▶ EXTRACT TO READ
● ● ● ● ● ● ●

# auto top offs or continuous water changer



## fishwolfe (Mar 27, 2005)

can i see how you guys have your auto water changers/flow through continuous water setups?i have 3 tanks that i want to add a central water changer to keep the levels up.i was thinking of a reservoir tank to allow for chlorine to dispersal then pumped to the tanks.any ideas or directions would be most appreciated


----------



## Mcdaphnia (Dec 16, 2003)

A reservoir tank is a great idea, since top-off water should be RO, or you will end up accumulating salts and other dissolved chemicals in your tank. Even if you decide to DIY it, you should wander over to the reef side of your favorite pet shops and check out the top-off equipment and the RO units.


----------



## fishwolfe (Mar 27, 2005)

well the lfs is a mom n pop shop,no saltwater.the main store i go to is freshwater only and is one of the countries best shops imo.the only saltwater store i know is about 2hrs one way from me.i looked at fmueller's site but i really dont have a way to drain this.i could but it would take allot more work which is an option.


----------



## Mcdaphnia (Dec 16, 2003)

Maybe there is a discus breeder near you who uses a top-off system with RO. It seems a lot of them do something like that. You may find something on the discus boards here, or the reef boards elsewhere.


----------



## fishwolfe (Mar 27, 2005)

thanks mcdaphnia.im going to keep looking.


----------



## fishwolfe (Mar 27, 2005)

well after some late night reading it seems that most top offs don't accomplish much.instead of manually filling the sump you fill the auto top off reservoir.so now you have more equipment to deal with and more space taken up by it.
i had an idea last night and i'll be trying it out soon.I'm going to tap into the water line and run it into a filter,then plumb it into a float valve in a rubber maid tub reservoir.in it will be a pump connected to a float switch and relay that's in my sump.when the float switch trips, the pump turns on and the water is pumped to the sump,opening the float letting water in the reservoir from the filter.this way its a true hands off set-up.let me know if you see any problems or have any suggestions.


----------



## Number6 (Mar 13, 2003)

I've seen float switches get stuck and I've seen float valves corrode.

I suggest a PVC float valve, check the float switch frequently and have a flood alarm sitting on the floor! Personally, I would not try that... unless this was in a basement with cement floors, but that's just my paranoia kicking in.

● ● ● ● ● ● ●

▶ SUPPLIED DATA
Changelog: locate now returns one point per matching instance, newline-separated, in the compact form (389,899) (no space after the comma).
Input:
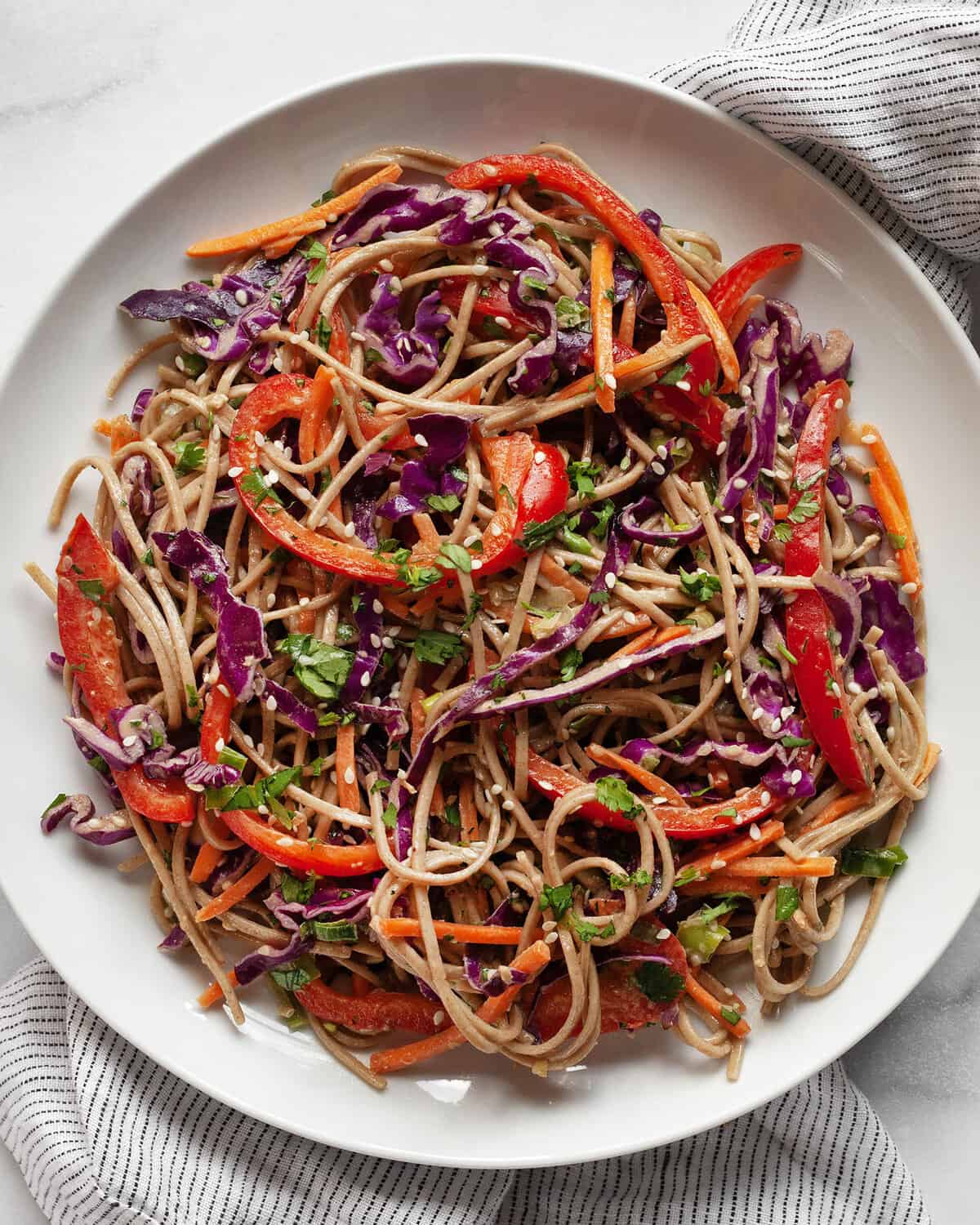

● ● ● ● ● ● ●

▶ JOB A
In the auto top-off thread, what kind of float valve does Number6 suggest?
▶ JOB B
Reproduce word for word the part of the auto top-off thread from "thanks mcdaphnia.im going" up to and including "taken up by it.".
▶ JOB C
Extend the auto top-off thread by writing what comes after its last post.

▶ EXPECTED ANSWER A
A PVC float valve.

▶ EXPECTED ANSWER B
thanks mcdaphnia.im going to keep looking.


----------



## fishwolfe (Mar 27, 2005)

well after some late night reading it seems that most top offs don't accomplish much.instead of manually filling the sump you fill the auto top off reservoir.so now you have more equipment to deal with and more space taken up by it.

▶ EXPECTED ANSWER C
----------



## Mcdaphnia (Dec 16, 2003)

Number6 said:


> I've seen float switches get stuck and I've seen float valves corrode.
> 
> I suggest a PVC float valve, check the float switch frequently and have a flood alarm sitting on the floor! Personally, I would not try that... unless this was in a basement with cement floors, but that's just my paranoia kicking in.


 You are not paranoid. The reef boards have people with this kind of set up from a RO unit instead of direct from the tap. That actually reduces the scope of a possible problem but the threads are full of them anyway.


----------



## fishwolfe (Mar 27, 2005)

well its not a basement its my rec room/mini fish room.i guess I'll keep lugging buckets.or i'll switch out the faucet in the bathroom to accept a python.


----------



## kornphlake (Feb 12, 2004)

You could install an overflow in the tub in case the float valve got stuck on it wouldn't spill all over the floor. You could plumb the overflow to a drain or attach a hose so it would direct the water out across your driveway or some other place you'd notice it (I'd likely not notice water flowing across my driveway during the monsoon season, but it sure would grab my attention in July.)

See if you can get a hold of Roland (angelman) over on GPAS.org, I'm pretty sure he's got a water change system on his central filtration.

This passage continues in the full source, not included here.